Text shown:
* * * * * * *

Divorce proceedings can already be contentious. It can difficult for many parties who are divorcing to reach a comprehensive agreement on all the issues in their case. But now pet custody might add another twist to Illinois divorce.

To get divorced short of a trial, parties have to agree on the divorce itself, property and debt division, custody and parenting time, child support, spousal support and attorney’s fees.

The custody of the pets might now become a more contentious issue in Illinois divorce. Previously, pets were treated no different from any other items of marital property. Just like the house, the cars or another assets, one party would be awarded the pet in a divorce.

But under a new law that has gone into effect in Illinois, the court has the ability to grant “joint” or “sole” custody to a pet. Specifically, under the new law in Section 5/504:

  • If the court finds that a companion animal of the parties is a marital asset, it shall allocate the sole or joint ownership of and responsibility for a companion animal of the parties.
  • In issuing an order under this subsection, the court shall take into consideration the well-being of the companion animal.

In some ways, parties who are divorcing may like this change because it will allow both parties to get visitation with the family pet versus one party being simply awarded it as martial property. On the other hand, when parties have to meet and exchange the pet, matters might end up getting quite a bit more complicated.

Take divorce cases for example where there were no children. In these instances, where there was a pet, those divorcing parties might still end up having to have contact with one another even after their divorce to exchange the pet. If the pet later gets sick, they might also get entangled over medical decisions.

Where there were kids in the divorce, not only will the parties have to meet to exchange the children, the family pet will also need to be exchanged if both are to get visitation.

Some will welcome this as positive change because it takes into account the “well-being of the companion animal.” But some would argue that this may make Illinois divorce more complicated or that it will cause parties to be needlessly entangled after a divorce.

* * * * * * *

Work task: Reproduce word for word the passage of the article on pet custody in Illinois divorce that opens with the words containing "In some ways, parties" and closes with "over medical decisions.".

* * * * * * *

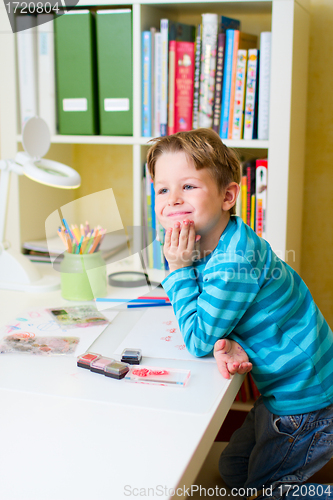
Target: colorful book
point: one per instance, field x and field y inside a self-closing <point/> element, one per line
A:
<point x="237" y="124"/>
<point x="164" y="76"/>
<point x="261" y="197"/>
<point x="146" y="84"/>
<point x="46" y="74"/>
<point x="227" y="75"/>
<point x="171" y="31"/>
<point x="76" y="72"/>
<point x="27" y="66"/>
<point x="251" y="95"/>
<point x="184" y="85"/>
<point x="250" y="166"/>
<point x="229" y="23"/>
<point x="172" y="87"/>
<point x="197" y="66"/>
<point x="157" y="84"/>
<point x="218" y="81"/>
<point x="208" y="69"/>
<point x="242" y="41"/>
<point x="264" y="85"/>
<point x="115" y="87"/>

* * * * * * *

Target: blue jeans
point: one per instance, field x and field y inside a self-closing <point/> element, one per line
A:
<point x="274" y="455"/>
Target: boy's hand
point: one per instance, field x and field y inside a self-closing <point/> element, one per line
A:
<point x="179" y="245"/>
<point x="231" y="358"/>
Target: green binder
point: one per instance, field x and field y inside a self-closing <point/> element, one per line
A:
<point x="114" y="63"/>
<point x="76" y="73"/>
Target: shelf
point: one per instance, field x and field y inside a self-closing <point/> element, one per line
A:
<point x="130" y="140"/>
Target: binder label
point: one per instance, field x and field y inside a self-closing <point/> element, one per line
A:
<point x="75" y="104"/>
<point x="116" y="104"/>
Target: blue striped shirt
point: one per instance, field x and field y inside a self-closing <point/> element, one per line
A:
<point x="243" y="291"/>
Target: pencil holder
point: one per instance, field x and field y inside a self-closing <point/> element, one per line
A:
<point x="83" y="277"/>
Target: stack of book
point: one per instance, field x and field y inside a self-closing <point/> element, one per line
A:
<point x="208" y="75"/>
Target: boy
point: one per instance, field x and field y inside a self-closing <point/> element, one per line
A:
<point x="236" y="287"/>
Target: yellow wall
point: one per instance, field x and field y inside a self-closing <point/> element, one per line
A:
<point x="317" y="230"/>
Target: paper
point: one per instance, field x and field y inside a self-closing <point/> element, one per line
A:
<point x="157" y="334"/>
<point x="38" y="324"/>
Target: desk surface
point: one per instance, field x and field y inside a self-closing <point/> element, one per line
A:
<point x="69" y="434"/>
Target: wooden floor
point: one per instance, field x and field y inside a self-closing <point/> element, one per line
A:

* * * * * * *

Reply:
In some ways, parties who are divorcing may like this change because it will allow both parties to get visitation with the family pet versus one party being simply awarded it as martial property. On the other hand, when parties have to meet and exchange the pet, matters might end up getting quite a bit more complicated.

Take divorce cases for example where there were no children. In these instances, where there was a pet, those divorcing parties might still end up having to have contact with one another even after their divorce to exchange the pet. If the pet later gets sick, they might also get entangled over medical decisions.